● MATERIAL FOR THE TASK:
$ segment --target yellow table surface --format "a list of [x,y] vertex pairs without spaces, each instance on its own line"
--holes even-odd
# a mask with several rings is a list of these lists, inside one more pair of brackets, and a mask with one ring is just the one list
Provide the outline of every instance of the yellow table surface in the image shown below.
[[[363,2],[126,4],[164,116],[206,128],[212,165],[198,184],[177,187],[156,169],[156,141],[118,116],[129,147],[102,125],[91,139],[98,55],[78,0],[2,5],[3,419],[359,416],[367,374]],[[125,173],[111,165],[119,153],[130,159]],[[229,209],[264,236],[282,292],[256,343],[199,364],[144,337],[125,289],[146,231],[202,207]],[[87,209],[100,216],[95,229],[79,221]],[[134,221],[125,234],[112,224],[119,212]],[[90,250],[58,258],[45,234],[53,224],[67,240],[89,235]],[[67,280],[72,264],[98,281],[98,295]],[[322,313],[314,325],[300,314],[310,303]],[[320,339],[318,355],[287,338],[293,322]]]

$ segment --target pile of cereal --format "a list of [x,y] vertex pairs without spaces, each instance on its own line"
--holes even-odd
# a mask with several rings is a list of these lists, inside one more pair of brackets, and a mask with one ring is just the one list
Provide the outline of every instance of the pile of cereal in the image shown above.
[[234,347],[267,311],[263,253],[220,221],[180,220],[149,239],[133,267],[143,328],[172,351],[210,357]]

● WHAT IS REQUIRED: Output the entries exactly.

● EXPECTED ANSWER:
$ segment --target yellow table surface --format "a list of [x,y] vertex pairs without spaces, each instance on its own line"
--holes even-odd
# a mask with several rings is a list of these lists, inside one more pair of brackets, and a mask with one ring is just the one list
Provide the outline of every instance of the yellow table surface in the image shown below.
[[[363,2],[126,4],[164,116],[206,128],[212,165],[198,184],[177,187],[156,169],[156,141],[118,116],[129,147],[102,125],[91,139],[98,55],[78,0],[2,5],[3,419],[359,416],[367,374]],[[125,173],[111,165],[119,153],[130,159]],[[229,209],[264,236],[282,292],[256,343],[199,364],[144,337],[125,289],[146,231],[202,207]],[[87,209],[100,216],[95,229],[79,221]],[[134,221],[125,234],[112,224],[119,212]],[[90,250],[58,258],[45,234],[53,224],[67,240],[89,235]],[[67,280],[72,264],[98,281],[98,295]],[[322,313],[314,325],[300,314],[310,303]],[[320,339],[318,355],[287,338],[293,322]]]

$ segment --target pile of cereal --format "a list of [x,y] vertex pairs without spaces, each instance on its own line"
--holes even-odd
# a mask with several rings is a list of these lists, inside one more pair of brackets, and a mask with one ring is just the one list
Provide the outline of every instance of the pile of cereal in the image shown above.
[[234,347],[267,311],[263,253],[220,221],[180,220],[149,239],[133,267],[143,328],[172,351],[210,357]]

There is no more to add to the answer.